Written task:
From the line with "cloud in the picture above?" down to the final line of the material below, quote every line exactly and leave out all lines before it.

Location identification items
◆ ◆ ◆ ◆ ◆ ◆ ◆

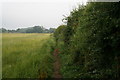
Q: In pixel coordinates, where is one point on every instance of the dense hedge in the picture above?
(91, 38)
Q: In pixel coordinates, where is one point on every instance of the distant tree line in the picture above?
(35, 29)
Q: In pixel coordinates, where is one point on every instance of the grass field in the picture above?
(26, 55)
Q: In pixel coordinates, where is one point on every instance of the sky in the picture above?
(29, 13)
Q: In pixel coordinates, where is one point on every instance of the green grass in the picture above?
(26, 55)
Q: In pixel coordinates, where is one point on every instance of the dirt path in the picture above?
(56, 73)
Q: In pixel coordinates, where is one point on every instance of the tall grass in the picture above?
(26, 56)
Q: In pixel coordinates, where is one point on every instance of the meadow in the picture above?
(26, 55)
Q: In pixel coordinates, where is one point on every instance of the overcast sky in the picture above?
(28, 13)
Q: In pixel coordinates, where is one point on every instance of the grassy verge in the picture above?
(26, 56)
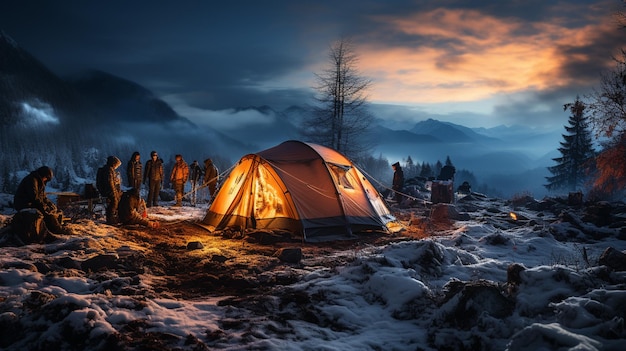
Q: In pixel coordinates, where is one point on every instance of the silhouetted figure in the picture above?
(154, 175)
(179, 176)
(131, 210)
(134, 170)
(196, 179)
(31, 193)
(211, 175)
(398, 182)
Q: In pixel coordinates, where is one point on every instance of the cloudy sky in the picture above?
(476, 63)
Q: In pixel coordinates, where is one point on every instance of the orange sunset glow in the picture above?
(482, 56)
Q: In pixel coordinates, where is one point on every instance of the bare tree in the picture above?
(609, 120)
(340, 119)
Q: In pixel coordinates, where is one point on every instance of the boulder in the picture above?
(289, 255)
(613, 259)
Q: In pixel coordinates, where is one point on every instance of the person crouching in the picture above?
(129, 210)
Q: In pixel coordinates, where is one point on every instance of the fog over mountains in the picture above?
(74, 123)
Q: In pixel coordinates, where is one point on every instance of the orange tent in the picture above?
(304, 188)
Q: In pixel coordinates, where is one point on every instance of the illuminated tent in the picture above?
(306, 189)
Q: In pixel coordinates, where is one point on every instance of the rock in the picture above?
(219, 258)
(513, 277)
(468, 301)
(598, 214)
(194, 245)
(613, 259)
(445, 212)
(108, 261)
(290, 255)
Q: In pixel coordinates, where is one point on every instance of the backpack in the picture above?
(102, 183)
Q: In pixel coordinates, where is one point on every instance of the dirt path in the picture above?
(193, 262)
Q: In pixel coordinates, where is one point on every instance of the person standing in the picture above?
(196, 179)
(131, 212)
(178, 178)
(111, 187)
(154, 175)
(31, 193)
(211, 175)
(398, 182)
(133, 170)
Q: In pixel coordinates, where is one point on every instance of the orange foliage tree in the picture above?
(609, 120)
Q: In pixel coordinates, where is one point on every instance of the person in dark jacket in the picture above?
(178, 178)
(211, 175)
(31, 193)
(195, 178)
(133, 170)
(154, 175)
(398, 181)
(132, 208)
(112, 190)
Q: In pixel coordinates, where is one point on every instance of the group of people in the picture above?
(125, 207)
(153, 177)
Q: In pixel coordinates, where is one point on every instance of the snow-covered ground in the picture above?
(447, 291)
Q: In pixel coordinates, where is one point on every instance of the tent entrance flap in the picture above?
(298, 187)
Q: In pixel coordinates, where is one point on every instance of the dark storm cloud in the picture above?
(220, 55)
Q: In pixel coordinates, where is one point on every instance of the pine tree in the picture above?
(572, 168)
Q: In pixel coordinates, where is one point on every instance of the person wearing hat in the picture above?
(153, 174)
(112, 188)
(178, 178)
(31, 193)
(132, 211)
(196, 179)
(398, 181)
(211, 175)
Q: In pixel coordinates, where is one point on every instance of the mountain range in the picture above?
(97, 110)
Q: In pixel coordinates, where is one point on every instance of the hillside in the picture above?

◆ ◆ ◆ ◆ ◆ ◆ ◆

Answer to the problem:
Q: In pixel coordinates, where is one point on every instance of the dark storm cloud in the picture above?
(220, 55)
Q: In pixel coordinates, where is one point on every instance of the pine tree in the picture above?
(572, 168)
Q: In pixel coordinates, where is one point on every instance of the person wearing hat in the picture above?
(153, 174)
(112, 188)
(178, 178)
(31, 193)
(132, 211)
(196, 179)
(398, 181)
(211, 175)
Q: In pixel coordinates, where is one point on every instance of the mountain range in the picture above?
(97, 110)
Q: In pixel coordinates, where is one point on every instance of the hillside in the picture above?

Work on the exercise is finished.